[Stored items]
________________

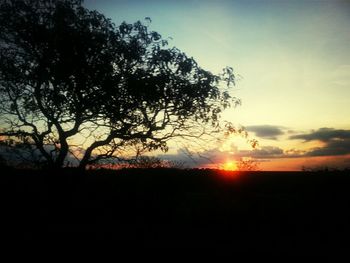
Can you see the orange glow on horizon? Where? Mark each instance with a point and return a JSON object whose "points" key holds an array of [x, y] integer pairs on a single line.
{"points": [[230, 166]]}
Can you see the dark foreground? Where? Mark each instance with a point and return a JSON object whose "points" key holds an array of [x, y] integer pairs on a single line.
{"points": [[290, 212]]}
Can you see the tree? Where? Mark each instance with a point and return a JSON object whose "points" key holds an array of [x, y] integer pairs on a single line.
{"points": [[73, 83]]}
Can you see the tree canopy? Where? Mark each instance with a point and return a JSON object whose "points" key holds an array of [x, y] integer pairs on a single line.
{"points": [[72, 82]]}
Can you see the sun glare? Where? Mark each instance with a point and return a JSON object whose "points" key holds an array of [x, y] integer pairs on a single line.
{"points": [[230, 166]]}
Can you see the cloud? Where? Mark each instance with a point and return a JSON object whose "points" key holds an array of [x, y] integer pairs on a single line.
{"points": [[334, 147], [266, 131], [337, 141], [323, 134], [265, 152]]}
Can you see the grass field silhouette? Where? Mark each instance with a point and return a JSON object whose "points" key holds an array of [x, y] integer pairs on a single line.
{"points": [[184, 208]]}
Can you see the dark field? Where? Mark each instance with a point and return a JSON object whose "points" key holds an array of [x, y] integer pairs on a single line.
{"points": [[298, 212]]}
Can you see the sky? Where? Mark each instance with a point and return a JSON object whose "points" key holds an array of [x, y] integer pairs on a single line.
{"points": [[292, 62]]}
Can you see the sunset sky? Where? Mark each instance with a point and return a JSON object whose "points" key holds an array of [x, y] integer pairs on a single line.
{"points": [[293, 62]]}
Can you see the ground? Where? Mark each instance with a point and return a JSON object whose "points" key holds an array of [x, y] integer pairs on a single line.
{"points": [[304, 212]]}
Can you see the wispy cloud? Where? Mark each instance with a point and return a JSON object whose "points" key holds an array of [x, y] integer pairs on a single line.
{"points": [[323, 134], [266, 131]]}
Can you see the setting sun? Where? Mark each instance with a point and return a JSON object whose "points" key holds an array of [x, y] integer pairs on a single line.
{"points": [[230, 166]]}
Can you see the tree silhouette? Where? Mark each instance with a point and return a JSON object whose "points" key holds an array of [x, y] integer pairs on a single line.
{"points": [[73, 83]]}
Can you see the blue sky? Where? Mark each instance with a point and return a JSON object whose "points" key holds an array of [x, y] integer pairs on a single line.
{"points": [[292, 57]]}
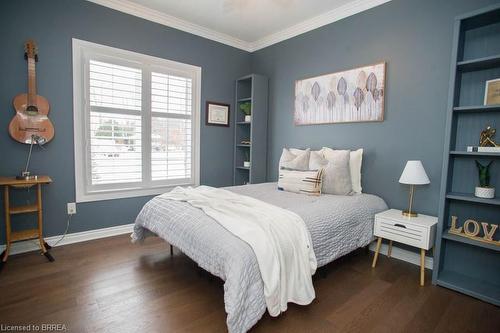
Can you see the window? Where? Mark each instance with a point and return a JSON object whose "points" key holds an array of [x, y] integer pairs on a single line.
{"points": [[136, 123]]}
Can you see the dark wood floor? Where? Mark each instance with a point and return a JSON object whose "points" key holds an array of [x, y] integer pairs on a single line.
{"points": [[110, 285]]}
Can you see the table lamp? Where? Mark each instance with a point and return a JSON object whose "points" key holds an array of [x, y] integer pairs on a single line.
{"points": [[413, 174]]}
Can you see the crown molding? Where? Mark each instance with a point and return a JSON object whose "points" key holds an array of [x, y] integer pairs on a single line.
{"points": [[149, 14], [331, 16]]}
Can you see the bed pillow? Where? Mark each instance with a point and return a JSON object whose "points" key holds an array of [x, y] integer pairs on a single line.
{"points": [[293, 161], [337, 175], [304, 182], [355, 163], [316, 159]]}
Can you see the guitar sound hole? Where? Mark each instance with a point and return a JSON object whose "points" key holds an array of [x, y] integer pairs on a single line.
{"points": [[32, 108]]}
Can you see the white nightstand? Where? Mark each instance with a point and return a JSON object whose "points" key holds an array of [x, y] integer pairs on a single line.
{"points": [[416, 231]]}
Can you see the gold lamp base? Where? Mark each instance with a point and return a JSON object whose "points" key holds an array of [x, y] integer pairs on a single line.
{"points": [[407, 213]]}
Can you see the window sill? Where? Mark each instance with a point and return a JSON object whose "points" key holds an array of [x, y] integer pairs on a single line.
{"points": [[125, 193]]}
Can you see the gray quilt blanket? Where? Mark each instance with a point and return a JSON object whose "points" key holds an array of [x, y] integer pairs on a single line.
{"points": [[338, 225]]}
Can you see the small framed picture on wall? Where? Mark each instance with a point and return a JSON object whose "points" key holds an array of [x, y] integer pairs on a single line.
{"points": [[492, 92], [217, 114]]}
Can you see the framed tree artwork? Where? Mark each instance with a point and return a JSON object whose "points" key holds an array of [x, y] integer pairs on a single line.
{"points": [[217, 114], [355, 95]]}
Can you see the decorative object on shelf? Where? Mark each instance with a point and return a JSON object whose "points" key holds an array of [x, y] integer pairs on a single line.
{"points": [[486, 137], [489, 230], [413, 174], [246, 108], [354, 95], [38, 140], [246, 162], [31, 109], [217, 114], [484, 190], [492, 92], [486, 142]]}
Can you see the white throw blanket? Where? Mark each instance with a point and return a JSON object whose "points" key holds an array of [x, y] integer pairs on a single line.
{"points": [[279, 238]]}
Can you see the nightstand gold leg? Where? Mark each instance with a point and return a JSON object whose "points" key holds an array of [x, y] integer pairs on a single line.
{"points": [[422, 267], [379, 242]]}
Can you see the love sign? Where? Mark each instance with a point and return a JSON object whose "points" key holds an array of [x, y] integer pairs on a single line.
{"points": [[472, 229]]}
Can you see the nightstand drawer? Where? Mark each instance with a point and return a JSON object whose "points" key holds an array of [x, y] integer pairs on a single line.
{"points": [[410, 234]]}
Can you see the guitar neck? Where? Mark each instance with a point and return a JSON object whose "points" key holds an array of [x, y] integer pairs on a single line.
{"points": [[31, 82]]}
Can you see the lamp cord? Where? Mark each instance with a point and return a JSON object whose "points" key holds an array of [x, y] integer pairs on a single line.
{"points": [[65, 232], [29, 157]]}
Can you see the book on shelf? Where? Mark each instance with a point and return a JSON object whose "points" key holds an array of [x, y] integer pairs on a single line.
{"points": [[477, 149]]}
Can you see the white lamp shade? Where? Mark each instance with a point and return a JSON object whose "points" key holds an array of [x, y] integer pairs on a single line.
{"points": [[414, 174]]}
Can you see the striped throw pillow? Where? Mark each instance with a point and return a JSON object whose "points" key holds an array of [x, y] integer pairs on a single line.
{"points": [[305, 182]]}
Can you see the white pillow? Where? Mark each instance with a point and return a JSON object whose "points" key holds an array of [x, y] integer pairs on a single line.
{"points": [[355, 162], [337, 178], [304, 182], [316, 160], [289, 160]]}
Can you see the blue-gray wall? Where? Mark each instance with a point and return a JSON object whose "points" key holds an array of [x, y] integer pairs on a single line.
{"points": [[414, 37], [53, 24]]}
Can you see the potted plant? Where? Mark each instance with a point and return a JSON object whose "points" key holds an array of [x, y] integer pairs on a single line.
{"points": [[246, 108], [484, 190], [246, 162]]}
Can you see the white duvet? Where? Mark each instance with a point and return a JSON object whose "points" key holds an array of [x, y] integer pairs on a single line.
{"points": [[279, 238]]}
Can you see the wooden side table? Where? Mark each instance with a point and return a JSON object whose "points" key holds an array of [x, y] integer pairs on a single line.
{"points": [[415, 231], [35, 233]]}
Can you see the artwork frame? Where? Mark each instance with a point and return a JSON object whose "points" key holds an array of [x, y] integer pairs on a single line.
{"points": [[322, 99], [217, 114], [490, 97]]}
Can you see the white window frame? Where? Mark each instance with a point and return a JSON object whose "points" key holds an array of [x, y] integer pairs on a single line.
{"points": [[84, 190]]}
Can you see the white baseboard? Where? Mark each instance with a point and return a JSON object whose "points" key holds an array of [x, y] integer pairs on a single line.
{"points": [[405, 255], [77, 237]]}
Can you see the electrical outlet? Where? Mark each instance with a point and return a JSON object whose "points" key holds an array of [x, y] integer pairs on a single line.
{"points": [[71, 208]]}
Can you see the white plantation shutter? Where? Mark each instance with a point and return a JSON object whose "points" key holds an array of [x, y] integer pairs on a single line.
{"points": [[115, 123], [171, 102], [136, 123]]}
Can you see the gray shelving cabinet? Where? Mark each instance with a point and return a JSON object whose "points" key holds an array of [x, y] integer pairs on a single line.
{"points": [[252, 88], [463, 264]]}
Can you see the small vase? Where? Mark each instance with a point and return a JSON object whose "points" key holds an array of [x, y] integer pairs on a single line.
{"points": [[485, 192]]}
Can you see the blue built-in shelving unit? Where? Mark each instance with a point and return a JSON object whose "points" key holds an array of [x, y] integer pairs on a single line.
{"points": [[252, 88], [464, 264]]}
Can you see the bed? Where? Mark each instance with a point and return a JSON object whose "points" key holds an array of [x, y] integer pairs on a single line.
{"points": [[337, 224]]}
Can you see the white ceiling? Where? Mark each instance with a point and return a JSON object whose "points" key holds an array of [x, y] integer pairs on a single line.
{"points": [[246, 24]]}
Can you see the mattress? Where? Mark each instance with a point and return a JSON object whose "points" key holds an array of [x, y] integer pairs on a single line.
{"points": [[337, 224]]}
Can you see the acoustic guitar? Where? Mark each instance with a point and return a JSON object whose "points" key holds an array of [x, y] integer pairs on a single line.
{"points": [[31, 109]]}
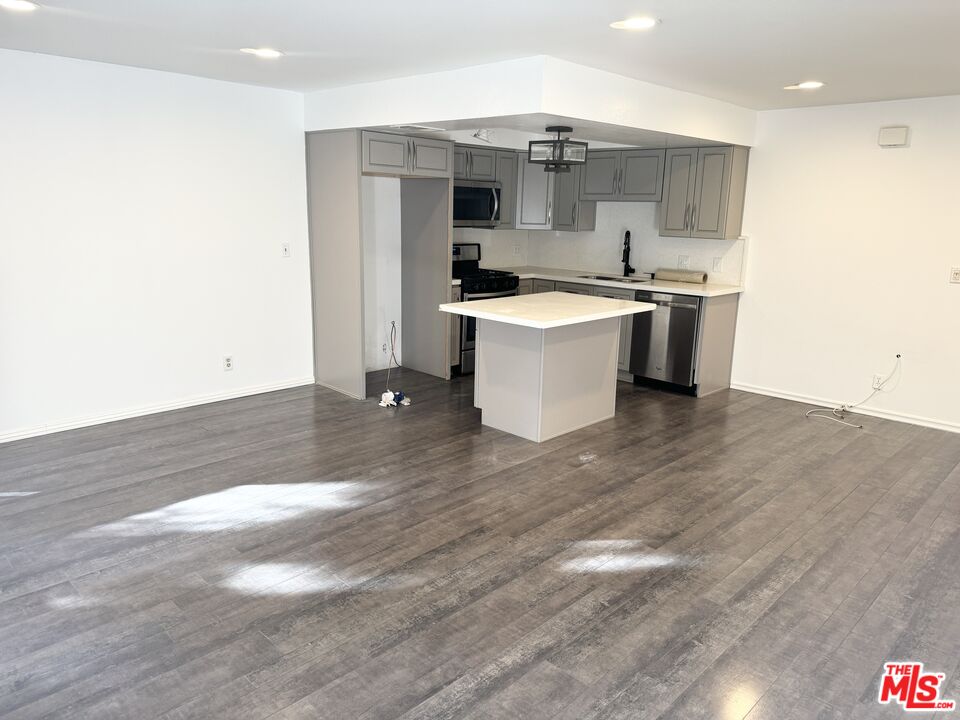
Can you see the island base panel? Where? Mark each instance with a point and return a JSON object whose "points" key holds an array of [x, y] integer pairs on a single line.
{"points": [[539, 384]]}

________________

Your task is to retype the lines running from the one that contains "Can you see the blue built-in" through the end of the records, and nothing else. Pictures are not part of the copy.

Can you see the blue built-in shelving unit? Where? Mark each instance with a point and return a JSON object whose "points" key holds an array of [x, y] integer pairs on a single line.
{"points": [[252, 88], [464, 264]]}
Can you see the bed? Where? Mark each instance with a point and return a JSON object whose "points" key holds an array of [x, y] integer pairs on a single line.
{"points": [[337, 224]]}
Can you see the white ceiling? Where? Mark each instance with a point and return a JSON object whose "points" key holds an array of [x, y] integer pairs on a single line.
{"points": [[246, 24]]}
Can you see the mattress? Where? Mark each instance with a point and return a JSON object whose "points" key holds an array of [x, y] integer pairs on a single line.
{"points": [[337, 224]]}
Can you see the acoustic guitar? Where? Mark each instance with a point and return a JSON object whose "points" key holds an array of [x, y] integer pairs on a single line.
{"points": [[31, 109]]}
Can you see the island base panel? Where? Mark each instance with a point and return a JSON object whose "points" key holds an array of [x, y] integer pairs on a single line.
{"points": [[539, 384]]}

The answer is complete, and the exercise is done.